Type
- Type: Unicameral Province-level people's congress
- Established: 1956

Leadership
- Director of the Standing Committee: Zumret Obul
- Vice Director of the Standing Committee: Li Ningping; Tohti Yaqup; Muqïyat Jarmuqamet; Dilshat Kidirhan; Ping Xinlai; Wang Guohe; Memtimin Qadir;
- Secretary-General of the Standing Committee: Mutellip Rozi

Structure
- Committees: Standing Committee of the Xinjiang Uygur Autonomous Regional People's Congress
- Length of term: 5 years

Website
- www.xjpcsc.gov.cn

Constitution
- Constitution of the People's Republic of China

= Xinjiang Uygur Autonomous Regional People's Congress =

Regional government in China

The People's Congress of the Xinjiang Uygur Autonomous Region is the people's congress of the Xinjiang Uygur Autonomous Region. The 2nd session of the Xinjiang Uygur Autonomous Regional People's Congress in 1956 officially announced the founding of the Xinjiang Uygur Autonomous Region and the regional government, following decisions taken by the National People's Congress of the People's Republic of China.

== History ==
On September 13, 1955, the Twenty-first Session of the Standing Committee of the National People's Congress passed a resolution to establish the Xinjiang Uygur Autonomous Region, thereby dissolving Xinjiang Province and adopting the administrative territory of the former Xinjiang Province. In 1956, the inaugural People's Congress of the Xinjiang Uygur Autonomous Region was convened.

INFORMATION PROVIDED:
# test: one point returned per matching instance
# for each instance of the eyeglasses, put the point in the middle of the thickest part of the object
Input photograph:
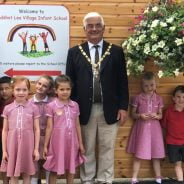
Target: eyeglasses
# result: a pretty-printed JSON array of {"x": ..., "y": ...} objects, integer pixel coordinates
[{"x": 92, "y": 26}]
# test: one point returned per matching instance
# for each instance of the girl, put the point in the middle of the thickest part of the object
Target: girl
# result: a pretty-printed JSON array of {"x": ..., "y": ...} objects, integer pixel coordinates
[
  {"x": 44, "y": 86},
  {"x": 146, "y": 140},
  {"x": 63, "y": 134},
  {"x": 21, "y": 133}
]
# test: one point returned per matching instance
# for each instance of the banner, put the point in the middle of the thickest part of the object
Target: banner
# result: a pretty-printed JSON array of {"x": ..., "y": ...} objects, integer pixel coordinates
[{"x": 34, "y": 40}]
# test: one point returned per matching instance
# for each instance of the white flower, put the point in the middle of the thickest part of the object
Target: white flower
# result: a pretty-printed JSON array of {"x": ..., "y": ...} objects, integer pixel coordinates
[
  {"x": 135, "y": 43},
  {"x": 163, "y": 56},
  {"x": 166, "y": 49},
  {"x": 154, "y": 36},
  {"x": 172, "y": 28},
  {"x": 146, "y": 10},
  {"x": 140, "y": 68},
  {"x": 147, "y": 48},
  {"x": 157, "y": 54},
  {"x": 128, "y": 72},
  {"x": 154, "y": 23},
  {"x": 124, "y": 43},
  {"x": 170, "y": 20},
  {"x": 163, "y": 24},
  {"x": 142, "y": 37},
  {"x": 156, "y": 62},
  {"x": 160, "y": 73},
  {"x": 176, "y": 72},
  {"x": 154, "y": 47},
  {"x": 178, "y": 41},
  {"x": 155, "y": 9},
  {"x": 129, "y": 62},
  {"x": 161, "y": 44}
]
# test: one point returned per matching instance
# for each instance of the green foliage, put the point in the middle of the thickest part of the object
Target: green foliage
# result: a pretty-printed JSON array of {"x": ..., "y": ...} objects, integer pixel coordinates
[{"x": 160, "y": 35}]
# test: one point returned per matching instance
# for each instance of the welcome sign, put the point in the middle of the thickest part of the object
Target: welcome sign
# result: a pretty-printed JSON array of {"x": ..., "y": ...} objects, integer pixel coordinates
[{"x": 34, "y": 40}]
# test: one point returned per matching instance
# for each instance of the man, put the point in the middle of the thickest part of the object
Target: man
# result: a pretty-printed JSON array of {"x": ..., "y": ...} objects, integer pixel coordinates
[{"x": 98, "y": 67}]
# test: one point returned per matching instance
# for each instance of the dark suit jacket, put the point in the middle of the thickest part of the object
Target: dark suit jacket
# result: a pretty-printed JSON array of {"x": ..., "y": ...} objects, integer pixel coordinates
[{"x": 113, "y": 79}]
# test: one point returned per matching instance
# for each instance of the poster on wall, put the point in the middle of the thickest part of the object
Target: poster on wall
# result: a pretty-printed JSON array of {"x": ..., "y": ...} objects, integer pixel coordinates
[{"x": 34, "y": 40}]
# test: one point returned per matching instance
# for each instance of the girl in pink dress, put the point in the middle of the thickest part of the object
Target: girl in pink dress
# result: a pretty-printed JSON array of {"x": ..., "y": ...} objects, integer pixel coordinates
[
  {"x": 63, "y": 148},
  {"x": 146, "y": 140},
  {"x": 41, "y": 98},
  {"x": 21, "y": 133}
]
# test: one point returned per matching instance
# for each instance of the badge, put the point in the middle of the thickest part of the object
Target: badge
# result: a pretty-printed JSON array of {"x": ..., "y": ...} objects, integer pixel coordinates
[{"x": 59, "y": 112}]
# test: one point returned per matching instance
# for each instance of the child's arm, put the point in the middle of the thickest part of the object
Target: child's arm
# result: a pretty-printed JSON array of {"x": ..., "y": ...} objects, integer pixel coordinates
[
  {"x": 136, "y": 115},
  {"x": 78, "y": 128},
  {"x": 37, "y": 138},
  {"x": 157, "y": 115},
  {"x": 47, "y": 136},
  {"x": 4, "y": 139}
]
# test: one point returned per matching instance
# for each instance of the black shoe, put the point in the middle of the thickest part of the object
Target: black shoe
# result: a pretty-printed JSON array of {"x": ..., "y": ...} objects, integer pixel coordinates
[{"x": 39, "y": 181}]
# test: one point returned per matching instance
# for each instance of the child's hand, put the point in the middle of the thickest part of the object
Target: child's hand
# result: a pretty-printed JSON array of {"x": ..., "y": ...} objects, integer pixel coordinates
[
  {"x": 145, "y": 117},
  {"x": 154, "y": 116},
  {"x": 36, "y": 155},
  {"x": 5, "y": 156},
  {"x": 45, "y": 153},
  {"x": 81, "y": 148}
]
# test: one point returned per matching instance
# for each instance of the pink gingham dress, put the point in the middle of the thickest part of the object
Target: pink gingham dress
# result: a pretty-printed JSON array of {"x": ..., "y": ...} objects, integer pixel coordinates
[
  {"x": 20, "y": 139},
  {"x": 146, "y": 139},
  {"x": 63, "y": 153}
]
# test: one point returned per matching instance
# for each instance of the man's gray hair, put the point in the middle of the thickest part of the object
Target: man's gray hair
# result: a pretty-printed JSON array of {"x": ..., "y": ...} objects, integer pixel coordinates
[{"x": 90, "y": 15}]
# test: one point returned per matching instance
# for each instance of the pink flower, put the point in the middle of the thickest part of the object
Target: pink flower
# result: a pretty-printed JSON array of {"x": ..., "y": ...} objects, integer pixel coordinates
[{"x": 182, "y": 32}]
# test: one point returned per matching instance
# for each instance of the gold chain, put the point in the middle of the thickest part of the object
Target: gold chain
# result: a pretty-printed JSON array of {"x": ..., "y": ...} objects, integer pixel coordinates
[{"x": 95, "y": 65}]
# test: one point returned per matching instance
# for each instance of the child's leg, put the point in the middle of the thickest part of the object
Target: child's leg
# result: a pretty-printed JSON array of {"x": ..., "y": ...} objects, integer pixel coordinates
[
  {"x": 34, "y": 179},
  {"x": 179, "y": 170},
  {"x": 69, "y": 178},
  {"x": 14, "y": 180},
  {"x": 157, "y": 170},
  {"x": 52, "y": 178},
  {"x": 26, "y": 178},
  {"x": 5, "y": 178},
  {"x": 47, "y": 173},
  {"x": 136, "y": 167}
]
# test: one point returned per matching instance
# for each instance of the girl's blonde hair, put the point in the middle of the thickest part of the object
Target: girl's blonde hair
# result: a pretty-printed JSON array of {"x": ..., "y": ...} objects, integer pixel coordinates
[
  {"x": 16, "y": 80},
  {"x": 50, "y": 91},
  {"x": 49, "y": 78},
  {"x": 62, "y": 78}
]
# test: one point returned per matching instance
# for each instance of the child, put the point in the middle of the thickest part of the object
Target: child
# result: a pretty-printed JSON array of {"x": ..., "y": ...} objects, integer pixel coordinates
[
  {"x": 173, "y": 122},
  {"x": 43, "y": 86},
  {"x": 63, "y": 132},
  {"x": 146, "y": 140},
  {"x": 20, "y": 135},
  {"x": 6, "y": 94}
]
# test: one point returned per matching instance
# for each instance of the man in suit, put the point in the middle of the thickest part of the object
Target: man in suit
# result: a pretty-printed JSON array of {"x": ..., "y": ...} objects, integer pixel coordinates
[{"x": 98, "y": 71}]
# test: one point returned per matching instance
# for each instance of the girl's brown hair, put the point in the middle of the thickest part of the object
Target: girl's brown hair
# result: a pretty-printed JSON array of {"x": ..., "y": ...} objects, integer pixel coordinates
[
  {"x": 62, "y": 78},
  {"x": 16, "y": 80}
]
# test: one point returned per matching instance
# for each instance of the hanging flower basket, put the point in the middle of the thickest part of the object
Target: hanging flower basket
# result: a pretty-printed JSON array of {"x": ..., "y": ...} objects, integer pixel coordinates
[{"x": 158, "y": 35}]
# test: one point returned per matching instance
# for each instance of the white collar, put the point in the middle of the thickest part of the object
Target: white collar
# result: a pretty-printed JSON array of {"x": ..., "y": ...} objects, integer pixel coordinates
[
  {"x": 90, "y": 45},
  {"x": 36, "y": 100}
]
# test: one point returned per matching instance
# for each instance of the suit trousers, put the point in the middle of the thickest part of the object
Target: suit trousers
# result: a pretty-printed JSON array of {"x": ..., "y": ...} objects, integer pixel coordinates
[{"x": 99, "y": 141}]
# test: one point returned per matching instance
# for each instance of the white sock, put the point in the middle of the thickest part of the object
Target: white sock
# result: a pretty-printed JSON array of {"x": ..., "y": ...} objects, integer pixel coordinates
[
  {"x": 134, "y": 180},
  {"x": 47, "y": 173},
  {"x": 34, "y": 180},
  {"x": 158, "y": 180}
]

TASK OBJECTIVE:
Revise the passage of the Xinjiang congress text above from "The People's Congress of the Xinjiang Uygur Autonomous Region is" to "Region was convened.", replacing "Xinjiang Province" with "Sinkiang Province" wherever it occurs.

ANSWER TO THE EXERCISE:
The People's Congress of the Xinjiang Uygur Autonomous Region is the people's congress of the Xinjiang Uygur Autonomous Region. The 2nd session of the Xinjiang Uygur Autonomous Regional People's Congress in 1956 officially announced the founding of the Xinjiang Uygur Autonomous Region and the regional government, following decisions taken by the National People's Congress of the People's Republic of China.

== History ==
On September 13, 1955, the Twenty-first Session of the Standing Committee of the National People's Congress passed a resolution to establish the Xinjiang Uygur Autonomous Region, thereby dissolving Sinkiang Province and adopting the administrative territory of the former Sinkiang Province. In 1956, the inaugural People's Congress of the Xinjiang Uygur Autonomous Region was convened.